## REQUIRED WORK
Make an exact copy of the listing below.

## RECORDS TO USE
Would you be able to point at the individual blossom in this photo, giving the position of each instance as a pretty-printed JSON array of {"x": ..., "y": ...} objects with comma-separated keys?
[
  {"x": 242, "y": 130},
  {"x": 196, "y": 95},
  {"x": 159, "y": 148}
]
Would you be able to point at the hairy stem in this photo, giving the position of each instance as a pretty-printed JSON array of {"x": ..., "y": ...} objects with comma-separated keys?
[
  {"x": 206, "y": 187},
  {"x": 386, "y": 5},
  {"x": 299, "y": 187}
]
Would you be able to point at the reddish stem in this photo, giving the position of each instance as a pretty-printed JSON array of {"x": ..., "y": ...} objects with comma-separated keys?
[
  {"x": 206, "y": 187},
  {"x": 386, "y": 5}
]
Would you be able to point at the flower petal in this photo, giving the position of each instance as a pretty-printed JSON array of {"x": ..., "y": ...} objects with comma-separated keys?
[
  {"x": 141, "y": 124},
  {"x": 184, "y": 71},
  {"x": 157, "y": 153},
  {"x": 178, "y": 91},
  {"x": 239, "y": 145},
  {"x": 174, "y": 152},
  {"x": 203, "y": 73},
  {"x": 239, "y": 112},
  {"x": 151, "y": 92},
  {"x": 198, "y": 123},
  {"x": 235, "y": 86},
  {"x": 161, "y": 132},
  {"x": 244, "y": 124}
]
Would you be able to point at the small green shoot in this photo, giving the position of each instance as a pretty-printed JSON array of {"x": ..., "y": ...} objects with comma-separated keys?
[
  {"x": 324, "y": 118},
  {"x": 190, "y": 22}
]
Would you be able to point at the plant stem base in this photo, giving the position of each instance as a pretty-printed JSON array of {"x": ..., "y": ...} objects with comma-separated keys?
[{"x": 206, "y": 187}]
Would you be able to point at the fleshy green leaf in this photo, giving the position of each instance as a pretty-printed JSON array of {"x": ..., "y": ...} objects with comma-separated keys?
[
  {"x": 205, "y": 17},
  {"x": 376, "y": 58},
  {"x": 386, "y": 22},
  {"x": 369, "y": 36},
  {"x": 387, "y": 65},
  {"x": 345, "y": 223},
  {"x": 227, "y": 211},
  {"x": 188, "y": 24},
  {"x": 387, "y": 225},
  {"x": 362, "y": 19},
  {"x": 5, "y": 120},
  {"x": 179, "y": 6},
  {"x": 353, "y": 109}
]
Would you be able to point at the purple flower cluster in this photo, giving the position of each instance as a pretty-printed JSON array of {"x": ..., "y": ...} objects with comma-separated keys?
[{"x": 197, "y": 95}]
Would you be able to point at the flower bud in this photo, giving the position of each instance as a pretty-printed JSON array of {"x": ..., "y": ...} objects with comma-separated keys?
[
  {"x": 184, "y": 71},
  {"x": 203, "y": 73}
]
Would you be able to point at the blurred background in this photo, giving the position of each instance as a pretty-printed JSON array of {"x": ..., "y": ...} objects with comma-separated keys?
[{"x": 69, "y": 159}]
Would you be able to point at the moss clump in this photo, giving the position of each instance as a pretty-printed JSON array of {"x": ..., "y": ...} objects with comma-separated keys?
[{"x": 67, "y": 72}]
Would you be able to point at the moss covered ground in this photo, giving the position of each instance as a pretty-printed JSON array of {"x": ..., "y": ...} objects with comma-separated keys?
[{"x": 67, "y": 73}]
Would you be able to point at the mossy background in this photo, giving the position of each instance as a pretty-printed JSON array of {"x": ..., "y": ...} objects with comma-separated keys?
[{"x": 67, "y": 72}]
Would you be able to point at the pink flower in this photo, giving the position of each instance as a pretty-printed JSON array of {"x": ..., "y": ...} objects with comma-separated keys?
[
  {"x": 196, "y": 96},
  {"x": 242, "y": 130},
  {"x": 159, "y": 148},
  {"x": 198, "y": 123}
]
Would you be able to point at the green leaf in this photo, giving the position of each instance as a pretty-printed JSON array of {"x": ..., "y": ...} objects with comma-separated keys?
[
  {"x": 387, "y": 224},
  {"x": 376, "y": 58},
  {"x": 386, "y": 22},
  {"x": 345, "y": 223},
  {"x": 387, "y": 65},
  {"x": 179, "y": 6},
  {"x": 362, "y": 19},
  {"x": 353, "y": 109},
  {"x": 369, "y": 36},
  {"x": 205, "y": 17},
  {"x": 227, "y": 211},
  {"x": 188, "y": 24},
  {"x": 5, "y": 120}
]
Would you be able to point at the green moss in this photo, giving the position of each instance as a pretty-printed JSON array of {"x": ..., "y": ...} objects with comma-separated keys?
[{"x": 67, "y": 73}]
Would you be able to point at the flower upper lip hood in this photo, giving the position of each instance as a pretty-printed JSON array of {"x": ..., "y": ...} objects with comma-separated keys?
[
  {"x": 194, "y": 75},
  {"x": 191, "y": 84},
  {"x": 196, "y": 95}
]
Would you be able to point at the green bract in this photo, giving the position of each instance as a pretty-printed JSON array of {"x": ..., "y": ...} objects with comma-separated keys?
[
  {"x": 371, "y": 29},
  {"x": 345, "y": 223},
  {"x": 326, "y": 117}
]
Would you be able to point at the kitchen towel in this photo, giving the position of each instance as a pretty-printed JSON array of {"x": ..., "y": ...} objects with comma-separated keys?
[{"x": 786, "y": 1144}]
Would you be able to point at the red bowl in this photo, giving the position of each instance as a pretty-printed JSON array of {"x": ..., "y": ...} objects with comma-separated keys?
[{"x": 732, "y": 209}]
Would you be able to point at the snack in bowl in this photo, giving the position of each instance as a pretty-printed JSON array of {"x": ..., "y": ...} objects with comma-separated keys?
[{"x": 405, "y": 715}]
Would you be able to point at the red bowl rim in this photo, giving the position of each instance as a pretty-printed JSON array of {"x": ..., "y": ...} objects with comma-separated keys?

## THE OUTPUT
Would you be able to point at the individual blossom in this photo, giving the position of each instance as a pretty-printed JSON array of {"x": ..., "y": ...} objects with comma-separated keys?
[
  {"x": 242, "y": 130},
  {"x": 196, "y": 95},
  {"x": 159, "y": 148}
]
Would you be able to point at the hairy stem in this photo, giving the position of each instance as a pretty-printed JSON array of {"x": ..., "y": ...} objects with comma-separated keys?
[
  {"x": 206, "y": 187},
  {"x": 386, "y": 5},
  {"x": 299, "y": 187}
]
Would you be able to point at the reddish stem in this photo, giving the position of each instance as a pretty-printed JSON array of {"x": ..., "y": ...} objects with comma-separated keys?
[
  {"x": 206, "y": 187},
  {"x": 386, "y": 5}
]
Would you be able to point at the flower petal in this photo, giving the position of each instance as a pretty-printed JSON array of {"x": ..., "y": ...} objects with comma-separated keys?
[
  {"x": 141, "y": 124},
  {"x": 184, "y": 71},
  {"x": 157, "y": 153},
  {"x": 178, "y": 91},
  {"x": 239, "y": 145},
  {"x": 174, "y": 152},
  {"x": 203, "y": 73},
  {"x": 239, "y": 112},
  {"x": 151, "y": 92},
  {"x": 198, "y": 123},
  {"x": 235, "y": 86},
  {"x": 161, "y": 132},
  {"x": 244, "y": 124}
]
Would you be able to point at the small green shoot in this photo, giving the position of each instance as a pretty-printed JSON array of {"x": ..., "y": ...} objects with comma-separated keys?
[
  {"x": 324, "y": 118},
  {"x": 190, "y": 22}
]
Would you be able to point at the plant stem base in this photo, giving the position of each instance as a pretty-printed JSON array of {"x": ..., "y": ...} objects with comma-separated keys?
[{"x": 206, "y": 187}]
Would you be able to point at the fleshy green leaf in this photo, giving the position of each instance as a pretty-printed JSON array of {"x": ..., "y": ...} objects with comma-separated keys?
[
  {"x": 205, "y": 17},
  {"x": 376, "y": 58},
  {"x": 386, "y": 22},
  {"x": 369, "y": 36},
  {"x": 387, "y": 65},
  {"x": 345, "y": 223},
  {"x": 227, "y": 211},
  {"x": 188, "y": 24},
  {"x": 387, "y": 225},
  {"x": 362, "y": 19},
  {"x": 5, "y": 120},
  {"x": 179, "y": 6},
  {"x": 353, "y": 109}
]
Would you be able to point at the purple flower cluster in this photo, giving the position of each instance as a pretty-printed JSON array of {"x": ..., "y": ...} objects with comma-separated keys?
[{"x": 197, "y": 95}]
Would you be able to point at the flower bud in this photo, giving the position of each instance as a pretty-printed JSON array of {"x": ..., "y": ...} objects with comma-separated keys?
[
  {"x": 184, "y": 71},
  {"x": 203, "y": 73}
]
Would you be able to point at the blurred background in this photo, giving the position of each instance as a pretty-printed JSON array of {"x": ..., "y": ...} objects with comma-separated keys?
[{"x": 69, "y": 159}]
Would you be able to point at the moss clump in this photo, giving the position of each instance as a pretty-printed JSON array of {"x": ..., "y": ...} objects with comma-separated keys?
[{"x": 67, "y": 72}]
Would you be able to point at the moss covered ground in this photo, giving the position of each instance as a pretty-printed JSON array of {"x": ..., "y": ...} objects with comma-separated keys?
[{"x": 67, "y": 73}]
Would you be able to point at the mossy background in this photo, giving the position of each instance as a pretty-printed JSON array of {"x": ..., "y": ...} objects with comma-separated keys?
[{"x": 67, "y": 72}]
Would you be able to point at the pink flower in this photo, giving the position of each instance as a pretty-printed JSON array of {"x": ..., "y": ...} objects with comma-separated keys?
[
  {"x": 196, "y": 96},
  {"x": 242, "y": 130},
  {"x": 159, "y": 148},
  {"x": 198, "y": 123}
]
Would you be able to point at the green leaf in this photo, giving the position of each instance as a pretty-printed JSON array of {"x": ..., "y": ...} objects with comma-separated keys?
[
  {"x": 387, "y": 224},
  {"x": 376, "y": 58},
  {"x": 386, "y": 22},
  {"x": 345, "y": 223},
  {"x": 387, "y": 65},
  {"x": 179, "y": 6},
  {"x": 362, "y": 19},
  {"x": 353, "y": 109},
  {"x": 369, "y": 36},
  {"x": 205, "y": 17},
  {"x": 227, "y": 211},
  {"x": 188, "y": 24},
  {"x": 5, "y": 120}
]
Would you be able to point at the green moss in this photo, giving the position of each instance as a pretty-printed JSON array of {"x": ..., "y": ...} objects with comma-separated keys?
[{"x": 67, "y": 73}]
Would you be able to point at the flower upper lip hood in this photo, giving the position of each instance as a pretty-printed JSON array of {"x": ..., "y": ...} objects with comma-separated keys?
[
  {"x": 194, "y": 75},
  {"x": 191, "y": 84},
  {"x": 196, "y": 95}
]
Would you be able to point at the green bract in this photo, giving the position of each instance as a pretty-printed JSON array of {"x": ..., "y": ...} objects with comma-separated keys?
[
  {"x": 371, "y": 29},
  {"x": 345, "y": 223},
  {"x": 326, "y": 117}
]
Would you be able to point at the kitchen towel in this photo, giving the position of each instance as a pretty-printed JSON array of {"x": ..., "y": ...} objects with comma-separated keys?
[{"x": 786, "y": 1144}]
Would you be able to point at the red bowl in this photo, giving the position of each instance as a pretty-printed JSON array of {"x": ..., "y": ...} objects with comma-separated keys?
[{"x": 732, "y": 209}]
Would you be able to point at the snack in bowl in this photo, giving the position of each instance as a pretty-printed JSON array of {"x": ..., "y": ...} objects with comma-separated keys?
[{"x": 405, "y": 715}]
Would you be able to point at the red bowl rim in this photo, giving the position of each instance as a pretty-printed JSON array of {"x": ..., "y": ...} objects with comma-separated keys?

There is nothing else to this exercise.